Segment Start: Extracted text

Student Advancement Membership:

Student Members: Student members prepare for their career by joining the ASID network. Membership is available to students currently enrolled in an interior design program of at least 40 credit hours or 60 quarter credit hours of interior design coursework to graduate.

Industry Partner Membership: Industry Partners join ASID to gain access to the designer and student community. Members include interior design industry manufacturers and their representatives, related trade associations and market centers.

All ASID members have the opportunity to be involved with a local chapter.

== Member benefits and events ==

=== Research and publications ===
- ASID ICON, the Society's magazine, the publication for interior design professionals. Published six times a year, ASID ICON includes design research and business trends, along with information on key Society and chapter issues and events.
- ASID NewsFlash delivers design and Society news biweekly via e-mail.
- ASID is a key nonprofit provider of information, knowledge and research for the interior design industry. Each year, ASID distributes more than 200,000 research and business publications through mail orders, online and at design conferences.
- Eye on Design, a weekly industry newsletter exclusively for members, sent via e-mail, which provides research on current, newsworthy items within the industry.
- The ASID Web site features information, news, publications, marketing materials and other resources for professional designers, design students and the public. The site includes the Sustainable Design Resource Center and the Universal Design Resource Center, as well as the ASID Referral Service.

=== Events ===
- ASID features educational programs at major national meetings such as NeoCon, Hospitality Design Expo and Greenbuild that can be used for continuing education units (CEU) for Society and state CEU requirements. All of ASID's CEUs are accredited by the Interior Design Continuing Education Council.
- The event that is planned for the year 2023, will be held in Los Angeles California, a conference held by ASID called GATHER 2023 starting on the date August 13, 2023.
- The most recent event being held was on October 19, 2022 which will be online.

Segment End: Extracted text
Segment Start: Material provided

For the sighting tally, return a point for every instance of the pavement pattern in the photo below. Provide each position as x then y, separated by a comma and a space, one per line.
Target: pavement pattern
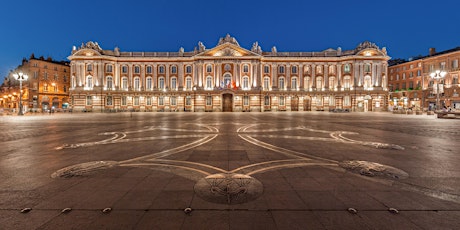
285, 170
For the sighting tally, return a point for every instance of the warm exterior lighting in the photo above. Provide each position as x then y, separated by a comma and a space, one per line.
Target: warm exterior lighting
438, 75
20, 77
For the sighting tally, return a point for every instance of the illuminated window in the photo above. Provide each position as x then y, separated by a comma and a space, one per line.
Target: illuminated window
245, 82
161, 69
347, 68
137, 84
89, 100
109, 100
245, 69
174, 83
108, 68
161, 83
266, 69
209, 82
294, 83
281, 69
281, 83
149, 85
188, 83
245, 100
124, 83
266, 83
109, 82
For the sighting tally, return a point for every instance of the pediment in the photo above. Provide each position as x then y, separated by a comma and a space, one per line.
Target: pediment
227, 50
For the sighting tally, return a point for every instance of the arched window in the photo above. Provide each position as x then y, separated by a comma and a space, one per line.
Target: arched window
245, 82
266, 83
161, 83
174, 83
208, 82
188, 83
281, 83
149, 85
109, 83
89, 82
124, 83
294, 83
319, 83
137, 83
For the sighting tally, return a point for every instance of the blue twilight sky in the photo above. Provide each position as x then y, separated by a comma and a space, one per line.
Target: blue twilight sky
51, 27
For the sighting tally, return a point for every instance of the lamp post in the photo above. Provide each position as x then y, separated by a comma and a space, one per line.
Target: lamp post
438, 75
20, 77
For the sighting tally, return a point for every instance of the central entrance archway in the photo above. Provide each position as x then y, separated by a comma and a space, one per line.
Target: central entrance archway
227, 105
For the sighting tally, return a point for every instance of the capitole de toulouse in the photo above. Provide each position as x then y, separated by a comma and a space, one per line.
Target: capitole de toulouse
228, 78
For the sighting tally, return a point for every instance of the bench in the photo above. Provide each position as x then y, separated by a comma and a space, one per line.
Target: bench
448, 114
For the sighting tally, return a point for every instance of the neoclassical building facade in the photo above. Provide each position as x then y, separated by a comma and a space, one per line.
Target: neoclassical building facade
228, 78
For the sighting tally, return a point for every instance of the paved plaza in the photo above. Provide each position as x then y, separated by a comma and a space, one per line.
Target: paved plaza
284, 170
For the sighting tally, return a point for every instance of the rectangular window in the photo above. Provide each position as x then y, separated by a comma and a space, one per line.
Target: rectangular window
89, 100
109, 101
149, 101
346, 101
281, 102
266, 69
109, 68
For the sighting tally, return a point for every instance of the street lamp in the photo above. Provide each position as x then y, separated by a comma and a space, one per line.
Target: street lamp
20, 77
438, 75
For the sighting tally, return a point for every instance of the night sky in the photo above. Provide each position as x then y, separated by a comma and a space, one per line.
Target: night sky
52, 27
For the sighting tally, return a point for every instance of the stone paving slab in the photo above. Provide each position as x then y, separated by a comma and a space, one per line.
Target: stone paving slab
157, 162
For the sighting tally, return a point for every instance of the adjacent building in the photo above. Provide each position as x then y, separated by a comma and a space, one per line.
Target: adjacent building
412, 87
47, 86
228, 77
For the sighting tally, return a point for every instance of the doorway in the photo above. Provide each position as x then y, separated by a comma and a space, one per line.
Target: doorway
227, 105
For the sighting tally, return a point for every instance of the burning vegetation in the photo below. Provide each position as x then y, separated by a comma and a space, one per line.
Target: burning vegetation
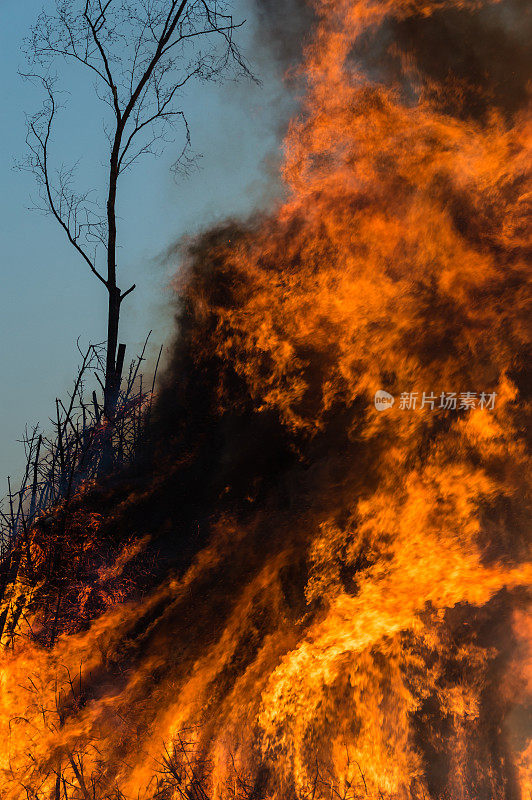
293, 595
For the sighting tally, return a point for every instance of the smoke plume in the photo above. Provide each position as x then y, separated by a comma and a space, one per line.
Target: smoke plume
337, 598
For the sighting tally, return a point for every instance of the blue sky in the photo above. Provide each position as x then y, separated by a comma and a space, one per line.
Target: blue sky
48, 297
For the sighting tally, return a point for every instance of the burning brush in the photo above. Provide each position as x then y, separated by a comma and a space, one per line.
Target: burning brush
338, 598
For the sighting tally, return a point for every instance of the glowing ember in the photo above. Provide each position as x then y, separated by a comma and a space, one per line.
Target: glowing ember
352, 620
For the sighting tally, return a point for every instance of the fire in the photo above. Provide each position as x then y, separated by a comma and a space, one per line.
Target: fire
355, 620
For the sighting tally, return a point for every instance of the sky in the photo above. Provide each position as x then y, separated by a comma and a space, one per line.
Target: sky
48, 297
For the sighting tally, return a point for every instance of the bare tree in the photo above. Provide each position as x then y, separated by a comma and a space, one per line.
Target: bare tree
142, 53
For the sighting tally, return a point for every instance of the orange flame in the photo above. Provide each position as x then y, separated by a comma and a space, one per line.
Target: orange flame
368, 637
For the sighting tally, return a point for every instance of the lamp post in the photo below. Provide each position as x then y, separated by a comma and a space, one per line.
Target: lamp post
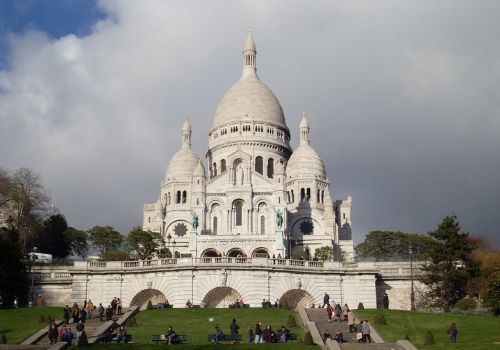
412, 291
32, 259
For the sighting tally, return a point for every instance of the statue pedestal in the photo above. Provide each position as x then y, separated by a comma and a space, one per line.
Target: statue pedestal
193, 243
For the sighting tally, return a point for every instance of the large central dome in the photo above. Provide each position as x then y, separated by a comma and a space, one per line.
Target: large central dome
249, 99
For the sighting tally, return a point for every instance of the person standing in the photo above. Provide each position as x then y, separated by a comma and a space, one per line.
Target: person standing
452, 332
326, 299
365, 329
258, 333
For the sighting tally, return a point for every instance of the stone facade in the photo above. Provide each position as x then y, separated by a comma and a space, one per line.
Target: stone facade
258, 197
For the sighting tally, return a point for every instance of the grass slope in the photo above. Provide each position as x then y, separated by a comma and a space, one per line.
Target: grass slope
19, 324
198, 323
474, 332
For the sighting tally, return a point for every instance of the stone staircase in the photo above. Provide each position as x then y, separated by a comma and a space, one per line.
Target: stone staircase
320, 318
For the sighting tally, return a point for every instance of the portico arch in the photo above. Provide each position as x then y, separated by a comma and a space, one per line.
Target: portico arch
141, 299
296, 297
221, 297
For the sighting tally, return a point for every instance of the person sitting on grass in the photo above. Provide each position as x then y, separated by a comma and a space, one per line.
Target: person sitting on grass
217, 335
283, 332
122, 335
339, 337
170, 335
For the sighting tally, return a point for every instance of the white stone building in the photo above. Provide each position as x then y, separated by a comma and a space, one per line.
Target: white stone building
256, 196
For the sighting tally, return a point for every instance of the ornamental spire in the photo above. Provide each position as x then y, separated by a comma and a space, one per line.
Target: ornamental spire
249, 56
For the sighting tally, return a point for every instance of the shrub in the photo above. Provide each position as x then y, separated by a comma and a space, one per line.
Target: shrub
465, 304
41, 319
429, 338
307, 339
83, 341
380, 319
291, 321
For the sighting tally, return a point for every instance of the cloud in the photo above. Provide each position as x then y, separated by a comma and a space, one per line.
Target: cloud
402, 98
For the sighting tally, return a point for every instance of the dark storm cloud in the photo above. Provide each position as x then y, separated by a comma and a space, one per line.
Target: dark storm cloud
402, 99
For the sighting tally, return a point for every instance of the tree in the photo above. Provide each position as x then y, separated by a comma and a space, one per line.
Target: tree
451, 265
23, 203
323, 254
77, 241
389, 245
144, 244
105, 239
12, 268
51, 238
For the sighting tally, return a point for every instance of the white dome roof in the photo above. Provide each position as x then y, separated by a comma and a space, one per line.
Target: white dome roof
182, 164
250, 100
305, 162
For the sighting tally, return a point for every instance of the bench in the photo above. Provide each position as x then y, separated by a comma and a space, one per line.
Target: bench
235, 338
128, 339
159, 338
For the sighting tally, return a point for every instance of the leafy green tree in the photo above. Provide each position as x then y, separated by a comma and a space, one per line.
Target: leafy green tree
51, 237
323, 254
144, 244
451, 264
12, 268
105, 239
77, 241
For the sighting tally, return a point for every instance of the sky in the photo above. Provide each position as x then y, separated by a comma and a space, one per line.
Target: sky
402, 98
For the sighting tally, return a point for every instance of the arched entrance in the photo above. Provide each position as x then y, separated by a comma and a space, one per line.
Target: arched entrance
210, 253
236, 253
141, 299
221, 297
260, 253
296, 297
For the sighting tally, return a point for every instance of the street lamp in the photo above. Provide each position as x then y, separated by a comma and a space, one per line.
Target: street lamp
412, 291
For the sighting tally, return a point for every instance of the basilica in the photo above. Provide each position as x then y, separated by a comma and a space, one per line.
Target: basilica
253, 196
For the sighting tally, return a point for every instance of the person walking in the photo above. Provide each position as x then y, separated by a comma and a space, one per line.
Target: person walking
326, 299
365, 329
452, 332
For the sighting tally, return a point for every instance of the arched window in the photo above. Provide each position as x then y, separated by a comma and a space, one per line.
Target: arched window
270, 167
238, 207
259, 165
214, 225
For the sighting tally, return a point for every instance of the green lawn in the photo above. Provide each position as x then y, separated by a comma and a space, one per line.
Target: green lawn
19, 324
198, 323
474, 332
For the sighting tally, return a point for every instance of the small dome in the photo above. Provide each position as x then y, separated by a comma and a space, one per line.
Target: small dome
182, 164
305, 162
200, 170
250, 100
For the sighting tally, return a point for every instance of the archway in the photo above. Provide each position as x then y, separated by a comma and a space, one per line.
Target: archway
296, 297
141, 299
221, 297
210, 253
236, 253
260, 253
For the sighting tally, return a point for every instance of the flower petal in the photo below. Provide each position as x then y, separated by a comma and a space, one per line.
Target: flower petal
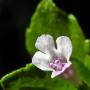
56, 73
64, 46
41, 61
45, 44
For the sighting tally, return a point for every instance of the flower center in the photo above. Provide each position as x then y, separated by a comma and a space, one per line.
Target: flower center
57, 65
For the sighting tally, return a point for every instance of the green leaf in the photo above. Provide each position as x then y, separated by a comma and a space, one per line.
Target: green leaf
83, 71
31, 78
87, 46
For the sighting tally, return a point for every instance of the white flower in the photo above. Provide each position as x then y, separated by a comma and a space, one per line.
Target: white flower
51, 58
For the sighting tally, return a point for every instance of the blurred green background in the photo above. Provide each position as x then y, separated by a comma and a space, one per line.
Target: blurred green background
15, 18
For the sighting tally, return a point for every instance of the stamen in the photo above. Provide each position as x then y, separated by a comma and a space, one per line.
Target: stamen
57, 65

Segment End: Material provided

» **Check your understanding**
• A. How many times a year is ASID ICON published, according to the ASID membership text?
• B. Please extend the ASID membership text past its last line.

» **Responses in order**
• A. Six times a year.

• B.
== Legislative Policy ==
ASID revised its legislative policy in January 2009 to better reflect the organization's goals and its members' interests. The policy states:

1. ASID supports the pursuit of legal recognition of the profession of interior design. In doing so, ASID believes accomplishing legal recognition is best achieved through the enactment of legislation that:
a. Does not limit, restrict or prevent the practice of interior design;
b. Does not limit, restrict or prevent anyone from using the title "interior design" or "interior designer;"
c. Allows state-qualified designers to:
- Use the titles "registered," "certified," or "licensed interior designer," and
- Perform additional services related to interior design when governing jurisdictions find it appropriate. (amended 1/09)
2. ASID supports the National Council for Interior Design Qualifications (NCIDQ) as the body whose professional exam tests minimum competency for state qualified interior designers.

ASID's multiyear effort to expand registered interior designers' practice rights across the U.S. has been successful in North Carolina, Oklahoma, Wisconsin, and Illinois. These bills extend interior design capabilities and allow practitioners to actively engage in fostering safe environments with their understanding of safety codes.

== Platform Issues ==
ASID has embraced two platform issues: sustainable design and designing for an aging population.

== ASID Foundation ==
Created in 1975, the nonprofit organization now known as the ASID Foundation is the affiliated 501(c)(3) charitable organization of the American Society of Interior Designers (ASID). The foundation supports activities related to the development and dissemination of knowledge in interior design, including research, scholarship, and education. Its stated areas of focus include promoting innovation and addressing the health, safety, and welfare of the public through interior design.